— Records for the task —

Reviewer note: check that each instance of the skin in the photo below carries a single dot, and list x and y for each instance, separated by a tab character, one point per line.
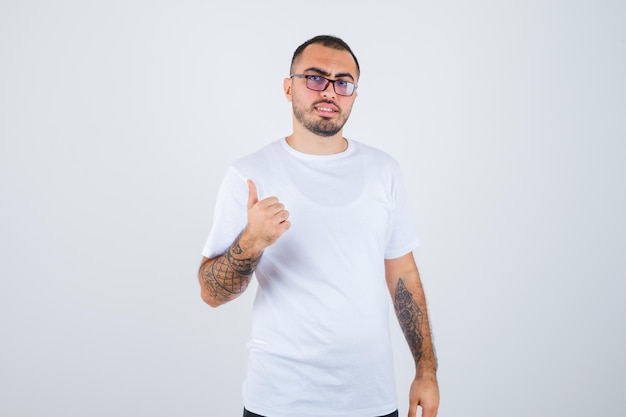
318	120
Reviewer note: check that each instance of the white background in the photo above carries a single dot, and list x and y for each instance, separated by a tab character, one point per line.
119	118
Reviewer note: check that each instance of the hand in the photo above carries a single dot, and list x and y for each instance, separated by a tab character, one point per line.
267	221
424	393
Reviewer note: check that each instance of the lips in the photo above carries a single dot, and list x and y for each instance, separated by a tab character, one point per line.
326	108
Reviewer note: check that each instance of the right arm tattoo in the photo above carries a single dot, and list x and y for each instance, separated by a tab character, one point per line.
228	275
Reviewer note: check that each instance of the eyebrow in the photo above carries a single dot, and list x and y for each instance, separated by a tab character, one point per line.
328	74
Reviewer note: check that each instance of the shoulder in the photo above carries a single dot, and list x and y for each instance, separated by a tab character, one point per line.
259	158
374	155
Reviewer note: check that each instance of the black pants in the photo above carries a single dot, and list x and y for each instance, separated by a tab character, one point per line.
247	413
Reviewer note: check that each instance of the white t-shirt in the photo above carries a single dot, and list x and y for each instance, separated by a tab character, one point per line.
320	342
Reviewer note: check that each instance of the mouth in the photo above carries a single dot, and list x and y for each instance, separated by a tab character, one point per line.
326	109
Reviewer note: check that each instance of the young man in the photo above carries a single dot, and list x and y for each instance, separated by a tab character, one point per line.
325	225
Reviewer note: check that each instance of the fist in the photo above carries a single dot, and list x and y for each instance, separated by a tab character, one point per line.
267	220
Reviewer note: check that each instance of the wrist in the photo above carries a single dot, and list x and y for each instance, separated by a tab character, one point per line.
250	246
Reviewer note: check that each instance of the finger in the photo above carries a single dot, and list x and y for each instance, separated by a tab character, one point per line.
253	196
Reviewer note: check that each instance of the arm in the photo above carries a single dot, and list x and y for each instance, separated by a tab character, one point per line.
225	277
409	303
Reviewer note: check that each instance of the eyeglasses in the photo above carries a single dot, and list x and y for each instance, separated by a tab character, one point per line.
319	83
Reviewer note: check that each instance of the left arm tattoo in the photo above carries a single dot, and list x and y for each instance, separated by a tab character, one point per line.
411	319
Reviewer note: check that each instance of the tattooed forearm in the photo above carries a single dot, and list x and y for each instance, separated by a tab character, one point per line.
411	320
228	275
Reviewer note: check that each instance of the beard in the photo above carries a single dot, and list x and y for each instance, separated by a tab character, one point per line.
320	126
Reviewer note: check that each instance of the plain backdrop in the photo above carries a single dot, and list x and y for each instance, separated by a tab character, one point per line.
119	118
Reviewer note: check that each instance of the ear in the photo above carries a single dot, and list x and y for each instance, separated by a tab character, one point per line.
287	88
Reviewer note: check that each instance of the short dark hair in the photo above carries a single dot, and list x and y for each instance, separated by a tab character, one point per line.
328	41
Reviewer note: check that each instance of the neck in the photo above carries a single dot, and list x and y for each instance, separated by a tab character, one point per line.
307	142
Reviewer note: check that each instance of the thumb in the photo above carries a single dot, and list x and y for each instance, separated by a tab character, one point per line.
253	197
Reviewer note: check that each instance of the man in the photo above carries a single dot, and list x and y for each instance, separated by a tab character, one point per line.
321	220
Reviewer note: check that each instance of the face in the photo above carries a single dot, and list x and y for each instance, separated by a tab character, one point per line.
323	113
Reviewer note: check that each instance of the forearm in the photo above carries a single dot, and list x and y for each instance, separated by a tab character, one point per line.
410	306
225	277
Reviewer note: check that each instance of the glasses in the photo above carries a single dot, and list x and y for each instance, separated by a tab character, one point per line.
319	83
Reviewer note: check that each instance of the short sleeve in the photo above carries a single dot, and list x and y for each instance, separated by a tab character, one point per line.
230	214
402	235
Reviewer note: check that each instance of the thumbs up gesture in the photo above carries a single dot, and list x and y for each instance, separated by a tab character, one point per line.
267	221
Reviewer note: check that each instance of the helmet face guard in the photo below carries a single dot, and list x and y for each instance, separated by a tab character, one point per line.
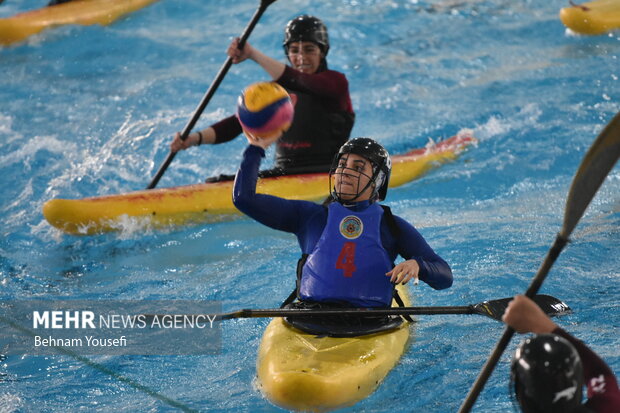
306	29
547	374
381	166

— Stated exercise —
Retype exactly, and only, the lines from the one containing "Reviewer note: check that each instance of the short sleeve" through the end of the material, leaving aside every picture.

— The result —
Reviewer note: check that each instance of the short sleeve in the photo above carries a single dot, and list x and y for each instance, separated by a tab character, one point per line.
230	214
402	235
Reviewer note: check that each instance of the thumbs up gesture in the photo above carries a single dot, and list x and y for each instance, separated by a tab character, one point per line.
267	221
Reviewer note: check that each instance of the helmet face guard in the photo below carries a single dot, and list x and y for each instance, separated by a tab character, one point per line.
306	29
547	374
381	166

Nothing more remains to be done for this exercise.